[Saved data entries]

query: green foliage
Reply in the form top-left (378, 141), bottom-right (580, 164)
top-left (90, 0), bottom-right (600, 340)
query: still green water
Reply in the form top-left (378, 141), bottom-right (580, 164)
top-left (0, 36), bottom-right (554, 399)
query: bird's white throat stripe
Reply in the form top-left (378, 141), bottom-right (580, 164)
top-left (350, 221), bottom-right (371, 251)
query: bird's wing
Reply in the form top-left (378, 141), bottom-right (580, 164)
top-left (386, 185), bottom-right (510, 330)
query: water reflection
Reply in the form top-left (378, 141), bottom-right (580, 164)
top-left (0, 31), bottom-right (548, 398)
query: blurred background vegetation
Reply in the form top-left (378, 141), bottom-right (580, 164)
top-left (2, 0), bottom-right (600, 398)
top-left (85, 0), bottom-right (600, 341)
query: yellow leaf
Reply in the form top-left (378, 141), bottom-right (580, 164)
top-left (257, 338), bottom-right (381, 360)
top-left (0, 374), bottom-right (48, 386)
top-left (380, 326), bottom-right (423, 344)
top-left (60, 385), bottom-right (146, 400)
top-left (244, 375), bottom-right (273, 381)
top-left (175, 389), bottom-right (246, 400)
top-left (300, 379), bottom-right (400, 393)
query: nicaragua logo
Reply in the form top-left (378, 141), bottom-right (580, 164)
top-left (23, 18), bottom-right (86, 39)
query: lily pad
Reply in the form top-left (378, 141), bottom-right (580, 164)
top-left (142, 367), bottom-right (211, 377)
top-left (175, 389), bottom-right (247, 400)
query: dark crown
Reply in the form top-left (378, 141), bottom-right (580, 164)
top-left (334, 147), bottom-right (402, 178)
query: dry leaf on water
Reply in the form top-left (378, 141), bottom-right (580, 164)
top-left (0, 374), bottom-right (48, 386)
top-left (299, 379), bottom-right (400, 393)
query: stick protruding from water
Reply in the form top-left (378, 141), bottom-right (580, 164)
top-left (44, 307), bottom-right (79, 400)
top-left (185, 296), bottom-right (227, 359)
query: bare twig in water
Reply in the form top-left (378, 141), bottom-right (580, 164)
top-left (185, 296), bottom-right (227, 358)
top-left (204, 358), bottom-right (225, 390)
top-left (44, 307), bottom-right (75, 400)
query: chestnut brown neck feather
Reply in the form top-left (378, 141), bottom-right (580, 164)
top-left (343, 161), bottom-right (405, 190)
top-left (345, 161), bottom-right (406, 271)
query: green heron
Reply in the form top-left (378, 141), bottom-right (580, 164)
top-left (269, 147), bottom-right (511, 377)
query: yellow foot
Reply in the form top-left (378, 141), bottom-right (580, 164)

» Stated goal
Return these lines unchanged, reproducing every line of the listing above.

» Response to this exercise
query: green foliage
Reply in the form top-left (378, 141), bottom-right (580, 164)
top-left (90, 0), bottom-right (600, 340)
query: still green water
Reply in the form top-left (378, 141), bottom-right (580, 164)
top-left (0, 36), bottom-right (554, 399)
query: bird's white throat stripe
Reply in the form top-left (378, 141), bottom-right (580, 164)
top-left (350, 221), bottom-right (371, 251)
query: bird's wing
Reply in the form top-left (378, 141), bottom-right (580, 164)
top-left (386, 185), bottom-right (510, 330)
query: water reflection
Reply in the form top-left (378, 141), bottom-right (580, 164)
top-left (0, 31), bottom-right (548, 398)
query: blurred background vegetation
Reply in the form top-left (378, 141), bottom-right (580, 164)
top-left (2, 0), bottom-right (600, 398)
top-left (85, 0), bottom-right (600, 341)
query: yellow leaf
Reply in the form top-left (378, 141), bottom-right (580, 164)
top-left (257, 338), bottom-right (381, 360)
top-left (0, 374), bottom-right (48, 386)
top-left (380, 326), bottom-right (423, 344)
top-left (60, 385), bottom-right (146, 400)
top-left (244, 375), bottom-right (273, 381)
top-left (175, 389), bottom-right (246, 400)
top-left (300, 379), bottom-right (400, 393)
query: nicaragua logo
Reply in the form top-left (378, 141), bottom-right (580, 164)
top-left (23, 18), bottom-right (86, 39)
query: lily pad
Reply in the form top-left (378, 141), bottom-right (580, 164)
top-left (142, 367), bottom-right (211, 377)
top-left (175, 389), bottom-right (247, 400)
query: dark crown
Reply in the form top-left (378, 141), bottom-right (580, 164)
top-left (334, 147), bottom-right (402, 178)
query: dry leaf on water
Reply in the form top-left (378, 141), bottom-right (580, 164)
top-left (0, 374), bottom-right (48, 386)
top-left (299, 379), bottom-right (400, 393)
query: stick protruding from water
Reply in the form top-left (378, 141), bottom-right (580, 164)
top-left (44, 307), bottom-right (79, 400)
top-left (185, 296), bottom-right (227, 359)
query: bare twig in water
Reply in the form top-left (378, 141), bottom-right (580, 164)
top-left (185, 296), bottom-right (227, 358)
top-left (204, 358), bottom-right (225, 390)
top-left (44, 307), bottom-right (75, 400)
query: chestnut brown neck feather
Reply in the form top-left (378, 141), bottom-right (580, 164)
top-left (343, 161), bottom-right (405, 190)
top-left (345, 161), bottom-right (406, 271)
query: green heron
Reply in the form top-left (378, 141), bottom-right (580, 164)
top-left (269, 147), bottom-right (511, 377)
query: yellow foot
Reply in the form top-left (378, 141), bottom-right (580, 164)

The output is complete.